Question

finding values for a and b using integrals

Answer 1

\[\int\limits_{-1}^{1} ax^{2}-2ax+b) dx=\int\limits_{0}^{3} (ax^{2}-2ax+b)dx = 6\]

Answer 2

How do I go about solving for a and b?

Answer 3

take the anti derivative, evaluate both integrals and set the results equal to 6

Answer 4

I did that.. but I must have done something wrong
when I try to solve for a and b in each integral it doesn't work out

Answer 5

for example the anti derivative of the first one is
\[\frac{ax^3}{3}-ax+bx\] when you evaluate at 1 you get
\[\frac{a}{3}-a+b\] and when you evaluate at\(-1\) you get \[-\frac{a}{3}+a-b\]

Answer 6

subtract the second from the first gives
\[\frac{2a}{3}-2a+2b=6\] as one equation

Answer 7

or if you prefer
\[-\frac{4}{3}a+2b=6\]

Answer 8

second one is the same, replace \(x\) by 3 and get
\[6a+3b=6\]

Answer 9

if you replace \(x\) by \(0\) you get 0 so you can ignore that part

Answer 10

How did you get the derivative ax^3/3-ax+bx
I got ax^3/3-ax^2+bx

Answer 11

because i made a mistake

Answer 12

anti

Answer 13

\[\frac{ax^3}{3}-ax^2+bx\]

Answer 14

damn now i have to start over

Answer 15

I'm getting the idea though!

WHAT TO DO –
Write the next part of the forum thread about finding a and b from integrals, starting after its final post.

SUPPLIED INFORMATION –
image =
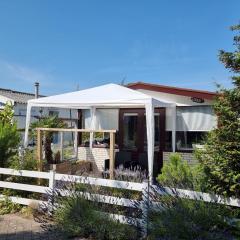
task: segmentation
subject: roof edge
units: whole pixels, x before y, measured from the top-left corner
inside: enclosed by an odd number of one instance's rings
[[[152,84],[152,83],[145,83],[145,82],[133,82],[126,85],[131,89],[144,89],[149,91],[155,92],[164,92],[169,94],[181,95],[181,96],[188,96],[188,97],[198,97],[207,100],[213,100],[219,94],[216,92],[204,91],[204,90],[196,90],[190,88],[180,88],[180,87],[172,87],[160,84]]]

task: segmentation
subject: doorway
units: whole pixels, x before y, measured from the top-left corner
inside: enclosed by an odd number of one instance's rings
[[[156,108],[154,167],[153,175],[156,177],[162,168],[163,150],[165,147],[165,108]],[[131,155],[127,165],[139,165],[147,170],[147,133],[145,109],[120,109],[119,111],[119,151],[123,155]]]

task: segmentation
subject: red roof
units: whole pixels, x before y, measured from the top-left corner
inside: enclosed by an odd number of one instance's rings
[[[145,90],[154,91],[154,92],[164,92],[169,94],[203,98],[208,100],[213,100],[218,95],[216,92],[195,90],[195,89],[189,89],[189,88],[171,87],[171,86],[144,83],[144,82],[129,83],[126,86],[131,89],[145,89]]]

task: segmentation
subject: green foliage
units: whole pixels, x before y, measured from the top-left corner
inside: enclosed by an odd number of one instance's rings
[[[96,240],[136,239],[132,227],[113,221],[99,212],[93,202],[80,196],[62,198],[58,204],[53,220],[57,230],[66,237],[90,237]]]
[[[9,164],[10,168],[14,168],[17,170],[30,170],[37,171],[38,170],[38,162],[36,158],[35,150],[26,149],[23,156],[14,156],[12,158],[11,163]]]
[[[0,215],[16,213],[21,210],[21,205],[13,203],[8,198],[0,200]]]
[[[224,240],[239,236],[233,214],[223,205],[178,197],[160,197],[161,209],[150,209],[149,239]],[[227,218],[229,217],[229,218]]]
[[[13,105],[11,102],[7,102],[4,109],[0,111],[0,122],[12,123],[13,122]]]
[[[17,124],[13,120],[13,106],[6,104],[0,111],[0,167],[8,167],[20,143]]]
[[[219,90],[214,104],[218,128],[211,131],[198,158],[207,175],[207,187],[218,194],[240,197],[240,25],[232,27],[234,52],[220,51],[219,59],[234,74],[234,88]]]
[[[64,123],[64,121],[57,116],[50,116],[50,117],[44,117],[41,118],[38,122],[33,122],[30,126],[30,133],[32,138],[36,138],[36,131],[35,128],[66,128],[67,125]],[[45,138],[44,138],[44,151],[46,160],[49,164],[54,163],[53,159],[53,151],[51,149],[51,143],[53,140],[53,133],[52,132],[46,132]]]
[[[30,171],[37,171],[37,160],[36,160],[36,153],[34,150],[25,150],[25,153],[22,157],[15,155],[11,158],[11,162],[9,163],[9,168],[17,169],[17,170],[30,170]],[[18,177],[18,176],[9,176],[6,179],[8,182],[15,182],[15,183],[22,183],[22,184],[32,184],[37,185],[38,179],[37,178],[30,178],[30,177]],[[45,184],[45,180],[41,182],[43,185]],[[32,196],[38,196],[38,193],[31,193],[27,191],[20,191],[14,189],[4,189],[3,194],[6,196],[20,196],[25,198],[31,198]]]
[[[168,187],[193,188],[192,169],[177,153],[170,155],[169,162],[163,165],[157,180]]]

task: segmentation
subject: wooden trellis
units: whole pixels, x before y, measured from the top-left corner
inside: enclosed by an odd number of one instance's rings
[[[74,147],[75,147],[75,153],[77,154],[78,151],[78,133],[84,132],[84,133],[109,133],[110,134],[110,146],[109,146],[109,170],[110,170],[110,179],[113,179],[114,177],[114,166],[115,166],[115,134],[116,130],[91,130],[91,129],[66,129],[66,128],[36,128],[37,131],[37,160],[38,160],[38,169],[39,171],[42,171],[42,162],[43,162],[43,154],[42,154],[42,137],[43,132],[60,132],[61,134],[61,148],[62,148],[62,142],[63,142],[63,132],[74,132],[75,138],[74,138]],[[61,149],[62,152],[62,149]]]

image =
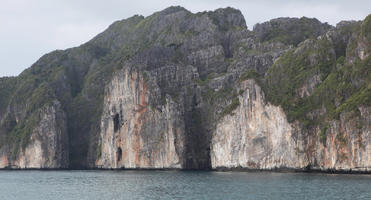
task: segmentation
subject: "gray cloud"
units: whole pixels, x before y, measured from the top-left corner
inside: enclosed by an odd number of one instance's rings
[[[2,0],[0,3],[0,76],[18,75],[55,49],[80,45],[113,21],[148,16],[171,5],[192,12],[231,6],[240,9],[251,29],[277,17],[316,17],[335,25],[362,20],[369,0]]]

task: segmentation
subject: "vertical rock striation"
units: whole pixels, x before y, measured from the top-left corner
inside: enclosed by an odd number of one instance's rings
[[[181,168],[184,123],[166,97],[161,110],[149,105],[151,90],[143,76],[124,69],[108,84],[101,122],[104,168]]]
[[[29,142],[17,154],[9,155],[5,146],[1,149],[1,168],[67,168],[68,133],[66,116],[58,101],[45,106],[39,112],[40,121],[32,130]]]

RIGHT ANSWER –
Answer 16

but now it is much much easier

Answer 17

in the second integral, replacing \(x\) by \(3\) gives \(3b=6\implies b=2\) because the \(a\) term drops out

Answer 18

via \(9a-9a=0\)

Answer 19

now you can solve for \(a\) from by setting \(b=2\) and the result equal to 6 and solve for \(a\)

Answer 20

and a= -3/2 correct?